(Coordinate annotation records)

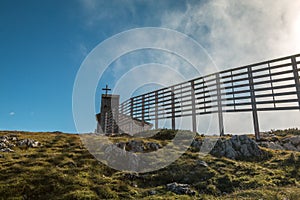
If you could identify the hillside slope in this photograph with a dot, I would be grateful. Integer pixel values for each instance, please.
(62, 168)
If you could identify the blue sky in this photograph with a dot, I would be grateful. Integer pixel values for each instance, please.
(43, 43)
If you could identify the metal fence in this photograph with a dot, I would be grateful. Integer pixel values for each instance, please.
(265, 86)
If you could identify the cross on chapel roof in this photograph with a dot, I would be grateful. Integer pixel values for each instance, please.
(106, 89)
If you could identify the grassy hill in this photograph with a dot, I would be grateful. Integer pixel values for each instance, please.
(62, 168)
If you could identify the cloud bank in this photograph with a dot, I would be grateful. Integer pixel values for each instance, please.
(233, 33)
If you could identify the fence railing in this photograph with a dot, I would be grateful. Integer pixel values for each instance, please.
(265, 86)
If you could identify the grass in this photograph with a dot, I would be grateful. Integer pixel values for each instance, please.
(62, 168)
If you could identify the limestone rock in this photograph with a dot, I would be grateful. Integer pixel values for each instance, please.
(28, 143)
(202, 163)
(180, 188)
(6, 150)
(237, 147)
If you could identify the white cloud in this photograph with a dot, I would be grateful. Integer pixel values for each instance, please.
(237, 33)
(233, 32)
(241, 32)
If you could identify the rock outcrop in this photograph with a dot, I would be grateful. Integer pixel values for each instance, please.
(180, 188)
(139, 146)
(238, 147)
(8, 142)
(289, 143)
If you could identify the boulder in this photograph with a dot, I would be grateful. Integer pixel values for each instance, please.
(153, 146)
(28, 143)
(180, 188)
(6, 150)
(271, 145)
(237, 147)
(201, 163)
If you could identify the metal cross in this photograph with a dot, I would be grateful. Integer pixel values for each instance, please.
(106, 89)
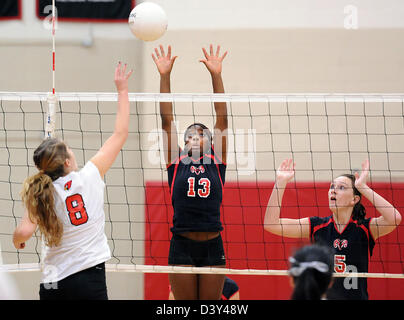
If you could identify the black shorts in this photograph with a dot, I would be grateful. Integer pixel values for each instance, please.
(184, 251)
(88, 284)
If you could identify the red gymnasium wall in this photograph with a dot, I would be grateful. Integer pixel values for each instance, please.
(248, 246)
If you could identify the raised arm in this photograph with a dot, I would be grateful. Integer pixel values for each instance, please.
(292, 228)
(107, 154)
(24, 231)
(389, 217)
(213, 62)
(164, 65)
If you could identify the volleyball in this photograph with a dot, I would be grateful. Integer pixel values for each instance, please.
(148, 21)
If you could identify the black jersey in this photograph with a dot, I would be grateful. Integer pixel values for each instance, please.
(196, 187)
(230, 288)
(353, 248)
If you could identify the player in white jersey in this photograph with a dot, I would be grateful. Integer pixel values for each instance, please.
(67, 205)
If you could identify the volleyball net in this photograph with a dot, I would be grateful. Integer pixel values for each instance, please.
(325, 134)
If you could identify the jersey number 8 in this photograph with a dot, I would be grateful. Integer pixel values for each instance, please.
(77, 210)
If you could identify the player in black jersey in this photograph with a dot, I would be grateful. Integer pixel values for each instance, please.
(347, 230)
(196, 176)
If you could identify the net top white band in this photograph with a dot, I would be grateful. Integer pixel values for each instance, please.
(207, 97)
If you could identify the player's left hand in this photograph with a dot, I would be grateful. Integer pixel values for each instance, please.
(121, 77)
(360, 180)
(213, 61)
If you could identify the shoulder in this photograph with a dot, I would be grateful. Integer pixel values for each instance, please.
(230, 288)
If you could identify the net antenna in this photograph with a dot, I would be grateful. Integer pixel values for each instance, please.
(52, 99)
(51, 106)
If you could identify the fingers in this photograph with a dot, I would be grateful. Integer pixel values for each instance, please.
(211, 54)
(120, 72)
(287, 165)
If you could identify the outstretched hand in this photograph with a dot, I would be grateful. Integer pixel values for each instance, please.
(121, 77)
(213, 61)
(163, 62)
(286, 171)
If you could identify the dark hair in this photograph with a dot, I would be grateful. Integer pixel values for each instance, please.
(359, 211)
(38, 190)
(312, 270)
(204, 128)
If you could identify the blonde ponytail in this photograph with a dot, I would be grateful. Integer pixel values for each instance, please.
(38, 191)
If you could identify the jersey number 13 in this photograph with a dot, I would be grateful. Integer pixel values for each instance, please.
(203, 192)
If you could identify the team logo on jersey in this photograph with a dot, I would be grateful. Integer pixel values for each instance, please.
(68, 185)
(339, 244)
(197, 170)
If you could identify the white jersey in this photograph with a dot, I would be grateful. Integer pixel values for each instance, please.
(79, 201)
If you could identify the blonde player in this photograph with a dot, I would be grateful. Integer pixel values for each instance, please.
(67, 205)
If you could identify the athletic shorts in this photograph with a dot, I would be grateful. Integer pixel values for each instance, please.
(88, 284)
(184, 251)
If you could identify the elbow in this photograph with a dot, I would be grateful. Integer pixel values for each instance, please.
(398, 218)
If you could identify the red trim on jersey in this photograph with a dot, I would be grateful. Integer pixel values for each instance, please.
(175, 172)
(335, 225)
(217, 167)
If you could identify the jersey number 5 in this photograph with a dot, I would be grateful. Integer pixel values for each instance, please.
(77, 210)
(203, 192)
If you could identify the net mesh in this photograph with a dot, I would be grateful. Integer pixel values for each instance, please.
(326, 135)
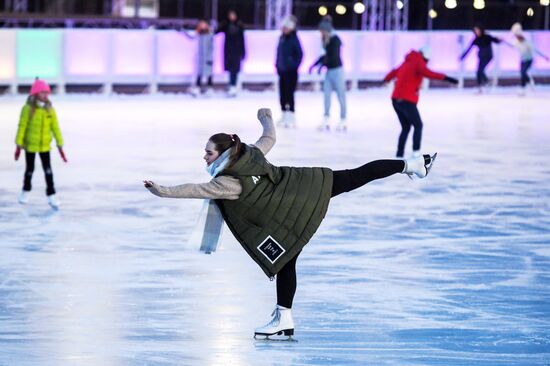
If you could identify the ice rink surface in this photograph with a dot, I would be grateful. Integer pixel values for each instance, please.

(Task description) The lines to be quoted run from the line containing "If you could identify the elbow" through the end of the entries above, both included; quote them exactly and leave out any pictures.

(Task result)
If you could identify the elbow in this photograph with a dot, I would be grateful. Integer pixel values for each instance, please.
(398, 218)
If you could identify the red trim on jersey in this photograph with a dot, I would be grateful. Integer pixel values for each instance, please.
(175, 172)
(335, 225)
(217, 167)
If you could identify the jersey number 5 in this photograph with a dot, I would be grateful. Integer pixel values for each instance, please.
(77, 210)
(203, 192)
If you could identify the net mesh in this photograph with a dot, I would be grateful. Integer pixel values for each instance, please.
(326, 135)
If you could identify the ice rink surface in this photograph with a dot, I would be grateful. Integer pixel values for each instance, please.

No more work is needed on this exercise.